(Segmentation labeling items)

-.-.-

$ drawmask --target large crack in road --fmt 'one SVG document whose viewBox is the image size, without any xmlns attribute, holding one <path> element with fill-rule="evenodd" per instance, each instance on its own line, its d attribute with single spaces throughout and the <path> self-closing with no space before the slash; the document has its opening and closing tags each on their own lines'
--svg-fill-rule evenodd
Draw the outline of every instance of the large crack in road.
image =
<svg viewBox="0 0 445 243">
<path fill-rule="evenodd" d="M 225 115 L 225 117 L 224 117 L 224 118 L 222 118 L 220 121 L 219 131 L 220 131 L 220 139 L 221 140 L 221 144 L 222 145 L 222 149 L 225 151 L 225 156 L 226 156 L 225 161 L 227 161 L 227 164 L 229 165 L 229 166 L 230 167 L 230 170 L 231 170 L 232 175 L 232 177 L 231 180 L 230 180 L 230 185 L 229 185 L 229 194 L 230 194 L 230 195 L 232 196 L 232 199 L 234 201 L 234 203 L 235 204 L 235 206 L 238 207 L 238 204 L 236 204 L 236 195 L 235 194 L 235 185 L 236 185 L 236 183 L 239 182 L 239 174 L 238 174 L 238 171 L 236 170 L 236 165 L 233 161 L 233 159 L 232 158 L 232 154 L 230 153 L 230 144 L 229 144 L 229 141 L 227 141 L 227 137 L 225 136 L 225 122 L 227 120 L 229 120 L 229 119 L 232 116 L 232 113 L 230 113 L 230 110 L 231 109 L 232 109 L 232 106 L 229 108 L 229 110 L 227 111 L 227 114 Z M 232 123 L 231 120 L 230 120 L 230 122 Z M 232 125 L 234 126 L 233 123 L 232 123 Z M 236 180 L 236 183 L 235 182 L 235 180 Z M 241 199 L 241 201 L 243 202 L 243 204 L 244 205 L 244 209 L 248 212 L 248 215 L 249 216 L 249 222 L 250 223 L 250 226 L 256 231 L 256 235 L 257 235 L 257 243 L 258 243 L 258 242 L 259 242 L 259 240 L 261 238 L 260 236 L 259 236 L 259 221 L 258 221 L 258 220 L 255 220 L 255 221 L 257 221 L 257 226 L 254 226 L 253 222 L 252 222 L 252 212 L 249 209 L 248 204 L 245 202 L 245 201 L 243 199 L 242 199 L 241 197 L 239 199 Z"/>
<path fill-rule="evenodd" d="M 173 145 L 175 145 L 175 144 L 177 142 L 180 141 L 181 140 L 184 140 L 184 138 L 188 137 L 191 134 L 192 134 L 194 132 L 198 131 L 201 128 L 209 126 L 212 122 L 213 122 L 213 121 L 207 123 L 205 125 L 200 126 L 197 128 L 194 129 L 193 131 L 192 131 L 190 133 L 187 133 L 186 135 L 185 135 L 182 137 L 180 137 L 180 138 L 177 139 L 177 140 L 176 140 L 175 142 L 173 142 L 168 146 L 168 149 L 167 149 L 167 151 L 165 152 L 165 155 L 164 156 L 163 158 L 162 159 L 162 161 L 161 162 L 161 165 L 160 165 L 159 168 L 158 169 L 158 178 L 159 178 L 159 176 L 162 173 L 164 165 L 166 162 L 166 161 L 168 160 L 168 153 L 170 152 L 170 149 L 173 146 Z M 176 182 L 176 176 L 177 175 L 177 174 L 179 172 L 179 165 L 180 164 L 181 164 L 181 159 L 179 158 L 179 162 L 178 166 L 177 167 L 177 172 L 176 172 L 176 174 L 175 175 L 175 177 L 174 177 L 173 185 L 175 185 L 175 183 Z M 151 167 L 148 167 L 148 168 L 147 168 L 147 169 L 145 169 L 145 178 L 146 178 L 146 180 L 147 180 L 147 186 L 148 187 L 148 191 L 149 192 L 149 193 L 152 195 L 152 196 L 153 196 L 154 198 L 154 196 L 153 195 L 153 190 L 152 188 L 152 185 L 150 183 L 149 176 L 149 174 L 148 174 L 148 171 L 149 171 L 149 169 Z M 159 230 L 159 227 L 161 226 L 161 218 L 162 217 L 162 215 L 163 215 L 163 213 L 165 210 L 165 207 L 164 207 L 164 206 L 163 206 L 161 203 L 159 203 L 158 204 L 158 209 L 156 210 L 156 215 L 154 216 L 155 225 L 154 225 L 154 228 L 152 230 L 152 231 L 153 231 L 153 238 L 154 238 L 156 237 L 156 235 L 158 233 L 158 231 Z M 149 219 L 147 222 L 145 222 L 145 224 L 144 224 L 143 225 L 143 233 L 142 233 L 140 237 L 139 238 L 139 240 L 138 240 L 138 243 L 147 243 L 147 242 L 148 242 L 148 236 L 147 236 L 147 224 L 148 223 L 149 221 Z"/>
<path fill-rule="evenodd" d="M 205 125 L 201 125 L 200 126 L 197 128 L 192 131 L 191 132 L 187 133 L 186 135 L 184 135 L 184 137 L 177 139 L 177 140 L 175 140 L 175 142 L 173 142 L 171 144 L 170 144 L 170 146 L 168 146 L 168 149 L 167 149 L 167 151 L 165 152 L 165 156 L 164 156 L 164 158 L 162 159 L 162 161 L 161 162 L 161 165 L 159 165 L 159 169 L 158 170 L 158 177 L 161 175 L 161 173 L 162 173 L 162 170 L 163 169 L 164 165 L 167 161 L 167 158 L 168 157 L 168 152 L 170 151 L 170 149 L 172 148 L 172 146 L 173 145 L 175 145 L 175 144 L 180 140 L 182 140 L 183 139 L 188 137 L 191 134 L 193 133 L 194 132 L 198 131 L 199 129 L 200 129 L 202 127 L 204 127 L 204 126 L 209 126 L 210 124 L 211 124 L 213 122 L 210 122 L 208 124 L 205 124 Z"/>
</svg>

-.-.-

PROBLEM REQUIREMENTS: Extract every line of the items above, reproducing each one character for character.

SOLUTION TO THE EXERCISE:
$ drawmask --target large crack in road --fmt 'one SVG document whose viewBox is the image size, without any xmlns attribute, holding one <path> element with fill-rule="evenodd" per instance, each instance on its own line, its d attribute with single spaces throughout and the <path> self-closing with no space before the slash; the document has its opening and closing tags each on their own lines'
--svg-fill-rule evenodd
Draw the outline of every instance of the large crack in road.
image =
<svg viewBox="0 0 445 243">
<path fill-rule="evenodd" d="M 225 115 L 225 117 L 224 117 L 224 118 L 222 118 L 220 121 L 219 131 L 220 131 L 220 139 L 221 140 L 221 144 L 222 145 L 222 149 L 225 151 L 225 156 L 226 156 L 225 161 L 227 161 L 227 164 L 229 165 L 229 166 L 230 167 L 230 170 L 231 170 L 232 175 L 232 177 L 231 180 L 230 180 L 230 185 L 229 185 L 229 194 L 230 194 L 230 195 L 232 196 L 232 199 L 234 201 L 234 203 L 235 204 L 235 206 L 238 207 L 238 204 L 236 204 L 236 195 L 235 194 L 235 185 L 236 185 L 236 183 L 239 182 L 239 174 L 238 174 L 238 171 L 236 170 L 236 165 L 233 161 L 233 159 L 232 158 L 232 154 L 230 153 L 230 144 L 229 144 L 229 141 L 227 141 L 227 137 L 225 136 L 225 122 L 227 120 L 229 120 L 229 119 L 232 116 L 232 113 L 230 113 L 230 110 L 231 109 L 232 109 L 232 106 L 229 108 L 229 110 L 227 111 L 227 114 Z M 232 123 L 231 120 L 230 120 L 230 122 Z M 232 125 L 234 126 L 233 123 L 232 123 Z M 236 180 L 236 183 L 235 182 L 235 180 Z M 241 199 L 241 201 L 243 202 L 243 204 L 244 205 L 244 209 L 248 212 L 248 215 L 249 216 L 249 222 L 250 223 L 250 226 L 256 231 L 256 235 L 257 235 L 257 243 L 258 243 L 258 242 L 259 242 L 259 240 L 261 238 L 260 236 L 259 236 L 259 221 L 258 221 L 258 220 L 255 220 L 255 221 L 257 221 L 257 226 L 254 226 L 253 222 L 252 222 L 252 212 L 249 209 L 248 204 L 245 202 L 245 201 L 243 199 L 242 199 L 241 197 L 239 199 Z"/>
<path fill-rule="evenodd" d="M 173 145 L 175 145 L 175 144 L 177 142 L 180 141 L 181 140 L 184 140 L 184 138 L 188 137 L 191 134 L 192 134 L 194 132 L 198 131 L 201 128 L 209 126 L 212 122 L 213 122 L 213 121 L 207 123 L 205 125 L 200 126 L 197 128 L 194 129 L 193 131 L 192 131 L 190 133 L 187 133 L 186 135 L 185 135 L 182 137 L 180 137 L 180 138 L 177 139 L 177 140 L 176 140 L 175 142 L 173 142 L 168 146 L 168 149 L 167 149 L 167 151 L 165 152 L 165 155 L 164 156 L 163 158 L 162 159 L 162 161 L 161 162 L 161 165 L 160 165 L 159 168 L 158 169 L 158 178 L 159 178 L 159 176 L 162 173 L 164 165 L 166 162 L 166 161 L 168 160 L 168 153 L 170 152 L 170 149 L 173 146 Z M 176 182 L 176 176 L 177 175 L 177 174 L 179 172 L 179 165 L 180 164 L 181 164 L 181 159 L 179 158 L 179 162 L 178 166 L 177 167 L 177 172 L 176 172 L 176 174 L 175 175 L 175 177 L 174 177 L 173 185 L 175 185 L 175 183 Z M 151 167 L 148 167 L 148 168 L 147 168 L 147 169 L 145 169 L 145 178 L 146 178 L 146 180 L 147 180 L 147 186 L 148 187 L 148 191 L 149 192 L 149 193 L 152 195 L 152 196 L 153 196 L 154 198 L 154 196 L 153 195 L 153 190 L 152 188 L 152 185 L 150 183 L 149 176 L 149 174 L 148 174 L 148 171 L 149 171 L 149 169 Z M 159 230 L 159 227 L 161 226 L 161 218 L 162 217 L 162 215 L 163 215 L 163 213 L 165 210 L 165 207 L 164 207 L 164 206 L 163 206 L 161 203 L 159 203 L 158 204 L 158 209 L 156 210 L 156 215 L 154 216 L 155 225 L 154 225 L 154 228 L 152 230 L 152 231 L 153 231 L 153 238 L 154 238 L 156 237 L 156 235 L 158 233 L 158 231 Z M 149 219 L 147 222 L 145 222 L 145 224 L 144 224 L 143 225 L 143 233 L 142 233 L 140 237 L 139 238 L 139 240 L 138 240 L 138 243 L 147 243 L 147 242 L 148 242 L 148 236 L 147 236 L 147 224 L 148 223 L 149 221 Z"/>
<path fill-rule="evenodd" d="M 205 125 L 201 125 L 200 126 L 197 128 L 192 131 L 191 132 L 187 133 L 186 135 L 184 135 L 184 137 L 177 139 L 177 140 L 175 140 L 175 142 L 173 142 L 171 144 L 170 144 L 170 146 L 168 146 L 168 149 L 167 149 L 167 151 L 165 152 L 165 156 L 164 156 L 164 158 L 162 159 L 162 161 L 161 162 L 161 165 L 159 165 L 159 169 L 158 170 L 158 177 L 161 175 L 161 173 L 162 173 L 162 170 L 163 169 L 164 165 L 167 161 L 167 158 L 168 157 L 168 152 L 170 151 L 170 149 L 172 148 L 172 146 L 173 145 L 175 145 L 175 144 L 180 140 L 182 140 L 183 139 L 188 137 L 191 134 L 193 133 L 194 132 L 198 131 L 199 129 L 200 129 L 202 127 L 204 127 L 204 126 L 209 126 L 210 124 L 211 124 L 213 122 L 210 122 L 208 124 L 205 124 Z"/>
</svg>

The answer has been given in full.